_Brief 1:_ Transcribe the passage on internationalizing the rupee between "It is true that" and "regulators are important.", inclusive.

_Reading passage:_
At this point, an alternative arrangement to the US dollar-based settlement system with a system using INR would be a win-win for both trading partner countries.

When the RBI launched the circular on this, there were broader discussions about the internationalization of the rupee. Although it can be called a step in this direction, such internationalization requires a number of short and long-term actions.

An international currency is a currency that is used in place of the national currencies of the parties directly involved in an international transaction, whether the transaction in question involves a purchase of goods, services or financial assets. The invoicing of trade in goods (over-the-counter (OTC) and organized exchanges), including in trade between third countries, the use of currency in the capital market, both national and international, where investors foreigners are the main players, are some immediate aspects of internationalization.

According to the latest triennial survey of central banks, the dollar represents 88.3% of global turnover on the foreign exchange market, followed by the euro, the Japanese yen and the pound sterling; the rupee is only 1.7%, underscoring the need to push the currency much further to gain an international tag.

It is true that the gradual internationalization of currency can occur with an increased share in international trade. However, in order to make the currency international to reap the benefits for trade and investment, multiple and concerted actions by government and regulators are important.

Concerted steps required

Some of these include the removal of restrictions on the purchase and sale of national currency in spot and forward markets; domestic companies are able to invoice exports and imports in their own currency; foreign companies, financial institutions, government institutions and individuals are able to hold the country’s currency and financial instruments; foreign companies and financial institutions and government institutions are able to issue negotiable instruments in the local currency; the country’s financial institutions and non-financial companies can issue instruments denominated in the currency of their country on foreign markets; international financial institutions, such as the World Bank and regional development banks, are able to issue debt securities in a country’s market and use its currency in their financial operations; and the currency may be included in other countries’ “currency baskets”, which they use to govern their own exchange rate policies.

With regard to the rupee, our currency is fully convertible on current account, i.e. in conversion mainly for the trade of goods and services, but partially on capital account, i.e. in conversion for the purpose of moving capital across the border. Here, it would be interesting to examine the position of the Rupee with respect to the above-mentioned points, which will explain why the Rupee is partially convertible into capital account. In fact, India has already come a long way in capital account convertibility, but with careful and gradual steps.

Although we have opened our economy to portfolio and direct investment, the experience of the East Asian crisis and other major currency crises has taught us to avoid any drastic steps in this direction. It should be noted that the idea of ​​issuing sovereign bonds in foreign currency, mentioned by the Minister of Finance in one of her speeches on the budget, has still not been acted upon.

Some of the benefits of the internationalization of the rupee would include limited currency risk for traders of goods and services, access to international financial markets for cheaper capital by domestic businesses and institutions without incurring currency risk, and broader business opportunities in global capital markets for domestic financial institutions.

On the government side, this can give more options to fill their budget deficit while the current account deficit issue can be resolved without drawing on official reserves.

_Exercise data:_
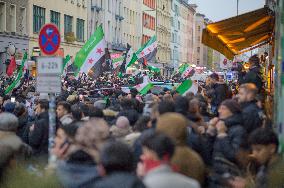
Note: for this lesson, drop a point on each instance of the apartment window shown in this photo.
(23, 20)
(2, 16)
(55, 18)
(80, 30)
(12, 18)
(38, 18)
(68, 24)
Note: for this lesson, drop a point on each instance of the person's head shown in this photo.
(8, 122)
(95, 112)
(157, 146)
(254, 61)
(214, 77)
(76, 112)
(92, 135)
(166, 106)
(116, 156)
(247, 92)
(65, 136)
(228, 108)
(173, 125)
(63, 108)
(264, 144)
(42, 106)
(122, 122)
(143, 123)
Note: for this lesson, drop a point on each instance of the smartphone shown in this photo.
(13, 99)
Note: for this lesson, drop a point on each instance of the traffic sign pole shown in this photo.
(48, 76)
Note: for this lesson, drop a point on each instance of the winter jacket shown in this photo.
(253, 76)
(120, 180)
(38, 138)
(79, 171)
(252, 116)
(218, 93)
(164, 177)
(66, 119)
(227, 147)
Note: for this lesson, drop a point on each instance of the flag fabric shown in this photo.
(16, 82)
(131, 57)
(148, 51)
(154, 69)
(145, 86)
(92, 54)
(66, 62)
(12, 66)
(187, 86)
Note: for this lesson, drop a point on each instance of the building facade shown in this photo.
(109, 13)
(132, 23)
(164, 34)
(13, 29)
(70, 16)
(200, 50)
(149, 23)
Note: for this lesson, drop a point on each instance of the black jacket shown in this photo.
(38, 138)
(252, 116)
(253, 76)
(218, 93)
(227, 147)
(120, 180)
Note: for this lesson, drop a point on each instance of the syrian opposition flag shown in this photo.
(66, 63)
(131, 57)
(20, 75)
(117, 62)
(187, 86)
(148, 51)
(145, 86)
(92, 54)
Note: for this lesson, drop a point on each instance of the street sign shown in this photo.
(49, 65)
(49, 39)
(48, 74)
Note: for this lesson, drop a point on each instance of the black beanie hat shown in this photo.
(232, 105)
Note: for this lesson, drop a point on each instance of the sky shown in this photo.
(217, 10)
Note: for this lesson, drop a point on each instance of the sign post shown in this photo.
(49, 75)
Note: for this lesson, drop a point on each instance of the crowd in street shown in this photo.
(111, 139)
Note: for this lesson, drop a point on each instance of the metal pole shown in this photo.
(237, 7)
(52, 126)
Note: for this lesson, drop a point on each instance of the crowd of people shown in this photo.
(111, 139)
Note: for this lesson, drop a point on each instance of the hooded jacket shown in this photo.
(227, 147)
(120, 180)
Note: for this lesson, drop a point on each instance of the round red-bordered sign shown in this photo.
(49, 39)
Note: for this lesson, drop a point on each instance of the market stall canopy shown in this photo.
(235, 35)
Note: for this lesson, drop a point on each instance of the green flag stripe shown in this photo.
(184, 87)
(146, 88)
(88, 47)
(19, 76)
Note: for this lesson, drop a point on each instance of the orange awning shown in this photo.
(234, 35)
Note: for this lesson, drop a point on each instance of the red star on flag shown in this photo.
(90, 61)
(100, 51)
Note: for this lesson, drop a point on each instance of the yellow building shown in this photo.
(163, 31)
(132, 23)
(70, 16)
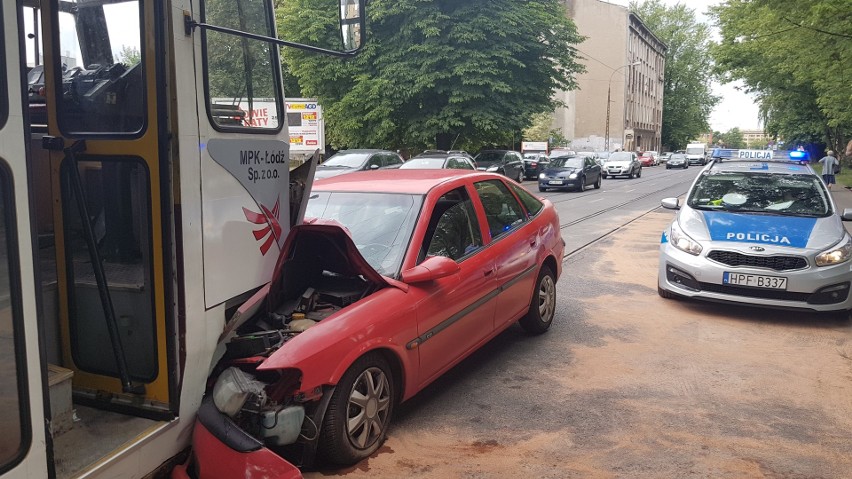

_Brief 2:_ Rewrite the portion of the listing between the line holding "people shown in this photo." and the end of the listing, inclusive, replacing "lesson" with "exercise" and leaving all else unchanged. Provide only those lines, and omit the pictures.

_Final result 1:_
It is true that the gradual internationalization of currency can occur with an increased share in international trade. However, in order to make the currency international to reap the benefits for trade and investment, multiple and concerted actions by government and regulators are important.

_Final result 2:_
Note: for this exercise, drop a point on each instance of the crowd of people shown in this photo.
(111, 139)
Note: for this exercise, drop a point on each instance of the hooded jacket shown in this photo.
(227, 147)
(120, 180)
Note: for this exercise, drop a point on each instance of the round red-bordered sign shown in this photo.
(49, 39)
Note: for this exercise, drop a point on each instance of the market stall canopy shown in this photo.
(235, 35)
Note: for this exercise, drop a point on each instance of the green flag stripe shown in this photo.
(184, 87)
(146, 88)
(88, 47)
(19, 76)
Note: for this exercise, drop a point on each instance of the orange awning shown in this photo.
(234, 35)
Note: for this exercise, drop a point on each instance of the red star on flag shown in this photo.
(90, 61)
(100, 51)
Note: for this exercise, drop a point on each instance of the yellow building shown in this photo.
(163, 31)
(132, 23)
(70, 16)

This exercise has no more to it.